======== RECORDED INFORMATION
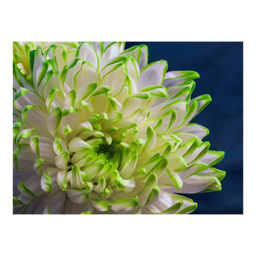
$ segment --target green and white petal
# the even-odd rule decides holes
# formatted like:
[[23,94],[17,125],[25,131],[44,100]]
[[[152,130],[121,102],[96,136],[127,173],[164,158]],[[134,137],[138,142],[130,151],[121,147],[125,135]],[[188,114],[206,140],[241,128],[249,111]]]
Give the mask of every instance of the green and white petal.
[[[175,188],[165,189],[168,192],[175,193]],[[194,194],[213,192],[221,190],[219,180],[215,177],[202,174],[195,174],[183,180],[183,186],[179,190],[182,194]]]
[[34,164],[37,159],[30,146],[23,144],[13,152],[14,167],[19,172],[34,172]]
[[88,61],[92,63],[96,70],[99,70],[99,60],[96,51],[90,42],[82,42],[76,53],[76,57],[80,58],[84,61]]
[[91,212],[93,206],[90,200],[82,204],[75,204],[68,198],[66,203],[65,214],[82,214],[84,212]]
[[165,75],[163,85],[167,88],[181,84],[200,77],[195,71],[171,71]]
[[111,209],[121,214],[127,213],[139,204],[139,198],[122,199],[117,201],[108,201],[109,205],[112,206]]
[[192,100],[196,101],[198,105],[197,110],[194,115],[194,116],[195,116],[197,115],[198,115],[206,107],[211,103],[212,98],[209,95],[206,94],[205,95],[202,95],[201,96],[197,97],[197,98],[193,99]]
[[208,150],[200,161],[205,163],[211,167],[220,162],[224,157],[224,154],[225,152],[222,151]]
[[172,193],[170,193],[170,194],[181,198],[183,202],[183,204],[179,209],[179,211],[175,214],[189,214],[196,209],[198,204],[194,202],[192,199],[182,196],[180,195],[172,194]]
[[196,124],[188,124],[185,127],[175,131],[175,132],[185,132],[191,134],[203,139],[209,134],[209,130],[205,127]]
[[211,167],[207,169],[205,171],[198,173],[198,174],[203,174],[209,176],[214,177],[217,178],[220,181],[221,181],[226,176],[226,172],[224,171],[221,171],[216,168]]
[[148,65],[148,47],[145,44],[141,44],[139,46],[140,47],[141,54],[139,61],[140,70],[142,70],[145,67]]
[[22,110],[28,105],[39,105],[47,111],[45,102],[36,93],[24,88],[20,88],[14,95],[13,106],[21,113]]
[[132,57],[137,62],[139,62],[141,54],[141,48],[139,46],[135,46],[123,51],[120,53],[120,55]]
[[174,214],[179,211],[183,204],[182,198],[161,190],[159,200],[154,204],[144,207],[144,208],[158,214]]
[[57,182],[58,168],[49,168],[41,177],[41,187],[49,195],[55,195],[61,190]]

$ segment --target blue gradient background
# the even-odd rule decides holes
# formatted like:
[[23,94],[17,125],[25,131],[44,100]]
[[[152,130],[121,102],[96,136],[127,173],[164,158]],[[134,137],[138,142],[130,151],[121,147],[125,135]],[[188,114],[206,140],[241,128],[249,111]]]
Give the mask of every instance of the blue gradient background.
[[207,128],[210,149],[225,152],[214,166],[225,171],[221,191],[183,194],[198,203],[195,214],[242,214],[243,43],[236,42],[127,42],[125,49],[144,44],[148,63],[163,59],[168,71],[193,70],[195,79],[192,98],[209,94],[211,103],[193,120]]

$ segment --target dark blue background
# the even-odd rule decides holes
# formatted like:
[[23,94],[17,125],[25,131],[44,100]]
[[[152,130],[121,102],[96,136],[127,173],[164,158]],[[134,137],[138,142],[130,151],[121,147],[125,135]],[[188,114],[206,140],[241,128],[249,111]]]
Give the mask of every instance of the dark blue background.
[[148,63],[167,61],[167,71],[193,70],[201,77],[192,99],[209,94],[211,103],[192,122],[207,128],[210,149],[225,151],[213,167],[226,171],[221,191],[186,194],[198,203],[195,214],[242,214],[243,42],[127,42],[125,49],[144,44]]

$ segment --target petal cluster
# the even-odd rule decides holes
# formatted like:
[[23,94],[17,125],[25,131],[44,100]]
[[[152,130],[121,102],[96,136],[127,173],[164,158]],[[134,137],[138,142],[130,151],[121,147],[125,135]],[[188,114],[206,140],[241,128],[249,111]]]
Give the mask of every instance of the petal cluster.
[[176,193],[221,189],[196,72],[148,64],[145,45],[14,44],[15,214],[188,214]]

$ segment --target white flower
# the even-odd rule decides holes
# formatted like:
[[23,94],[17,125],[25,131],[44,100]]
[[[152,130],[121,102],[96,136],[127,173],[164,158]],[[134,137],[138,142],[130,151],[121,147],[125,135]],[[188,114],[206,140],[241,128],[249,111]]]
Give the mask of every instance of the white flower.
[[176,193],[221,189],[224,153],[189,123],[211,101],[190,99],[197,73],[148,64],[144,45],[66,44],[14,64],[14,213],[188,214]]

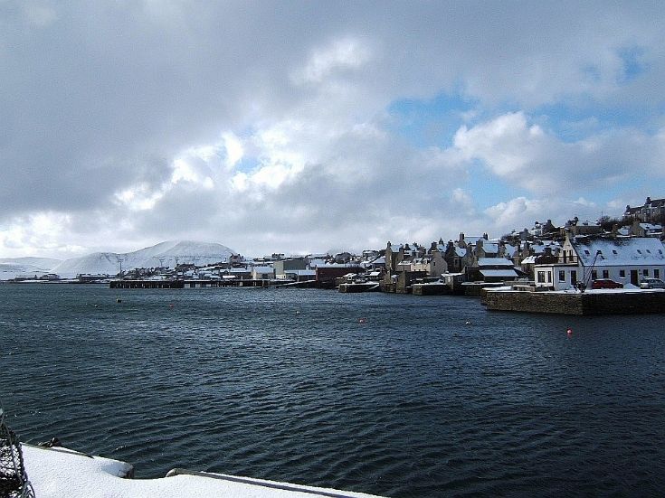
================
■ **AIM**: Write out all of the lines above word for word, leaving out the pictures.

■ **WRITTEN RESPONSE**:
$ segment --target green and white petal
# the even-odd rule decides holes
# formatted like:
[[23,94],[17,125],[25,131],[44,100]]
[[[152,130],[121,102],[96,136],[127,173],[164,158]],[[134,137],[138,142],[130,151],[121,147],[125,135]],[[188,114],[206,140],[241,128],[249,111]]]
Give the mask of every instance of the green and white petal.
[[[175,188],[165,189],[168,192],[175,193]],[[194,194],[213,192],[221,190],[219,180],[215,177],[202,174],[195,174],[183,180],[183,186],[179,190],[182,194]]]
[[34,164],[37,159],[30,146],[23,144],[13,152],[14,167],[19,172],[34,172]]
[[88,61],[92,63],[96,70],[99,70],[99,60],[96,51],[90,42],[82,42],[76,53],[76,57],[80,58],[84,61]]
[[91,212],[93,206],[90,200],[82,204],[75,204],[68,198],[66,203],[65,214],[82,214],[84,212]]
[[165,75],[163,85],[167,88],[181,84],[200,77],[195,71],[171,71]]
[[111,209],[121,214],[127,213],[139,204],[139,198],[122,199],[117,201],[108,201],[109,205],[112,206]]
[[192,100],[196,101],[198,105],[197,110],[194,115],[194,116],[195,116],[197,115],[198,115],[206,107],[211,103],[212,98],[209,95],[206,94],[205,95],[202,95],[201,96],[197,97],[197,98],[193,99]]
[[208,150],[200,161],[205,163],[211,167],[220,162],[224,157],[224,154],[225,152],[222,151]]
[[172,193],[170,193],[170,194],[181,198],[183,202],[183,204],[179,209],[179,211],[175,214],[189,214],[196,209],[198,204],[194,202],[192,199],[182,196],[180,195],[172,194]]
[[196,124],[188,124],[185,127],[175,131],[175,132],[185,132],[191,134],[203,139],[209,134],[209,130],[205,127]]
[[211,167],[207,169],[205,171],[198,173],[198,174],[203,174],[209,176],[214,177],[217,178],[220,181],[221,181],[226,176],[226,172],[224,171],[221,171],[216,168]]
[[148,65],[148,47],[145,44],[141,44],[139,46],[140,47],[141,54],[139,61],[140,70],[142,70],[145,67]]
[[22,110],[28,105],[39,105],[47,111],[45,102],[36,93],[24,88],[20,88],[14,95],[13,106],[21,113]]
[[132,57],[137,62],[139,62],[141,54],[141,48],[139,46],[135,46],[123,51],[120,53],[120,55]]
[[174,214],[179,211],[183,204],[182,198],[161,190],[159,200],[154,204],[144,207],[144,208],[158,214]]
[[57,182],[58,168],[49,168],[41,177],[41,187],[49,195],[55,195],[61,190]]

$ segment --target blue gradient background
# the even-odd rule decides holes
# formatted like:
[[23,94],[17,125],[25,131],[44,100]]
[[[152,130],[121,102],[96,136],[127,173],[164,158]],[[134,137],[138,142],[130,151],[121,147],[125,135]],[[188,114],[206,140],[241,128],[249,111]]]
Give the mask of every instance of the blue gradient background.
[[207,128],[210,149],[225,152],[214,166],[225,171],[221,191],[183,194],[198,203],[195,214],[242,214],[243,43],[236,42],[127,42],[125,49],[144,44],[148,63],[163,59],[168,71],[193,70],[195,79],[192,98],[209,94],[211,103],[193,120]]

$ segment --target dark blue background
# the even-odd rule decides holes
# formatted like:
[[23,94],[17,125],[25,131],[44,100]]
[[[152,130],[121,102],[96,136],[127,173],[164,158]],[[134,137],[138,142],[130,151],[121,147],[125,135]],[[188,114],[206,140],[241,128],[249,111]]]
Give the mask of every instance of the dark blue background.
[[148,63],[167,61],[167,71],[193,70],[201,77],[192,99],[209,94],[211,103],[192,122],[207,128],[210,149],[225,151],[213,167],[226,171],[221,191],[186,194],[198,203],[195,214],[242,214],[243,42],[127,42],[125,49],[144,44]]

$ segment --target petal cluster
# the even-odd rule decides holes
# formatted like:
[[23,94],[17,125],[25,131],[44,100]]
[[[152,130],[121,102],[96,136],[127,173],[164,158]],[[134,137],[138,142],[130,151],[121,147],[125,135]],[[188,114],[206,140],[241,128],[249,111]]]
Give the mask of every instance of the petal cluster.
[[176,193],[221,189],[196,72],[148,64],[145,45],[14,44],[15,214],[188,214]]

$ segment --target white flower
# the even-odd rule decides holes
# formatted like:
[[23,94],[17,125],[25,131],[44,100]]
[[[152,130],[121,102],[96,136],[127,173],[164,158]],[[134,137],[138,142],[130,151],[121,147],[125,135]],[[188,114],[206,140],[241,128],[249,111]]]
Give the mask of every instance of the white flower.
[[176,193],[221,189],[224,153],[189,123],[211,101],[190,99],[197,73],[148,64],[144,45],[66,44],[14,64],[14,213],[188,214]]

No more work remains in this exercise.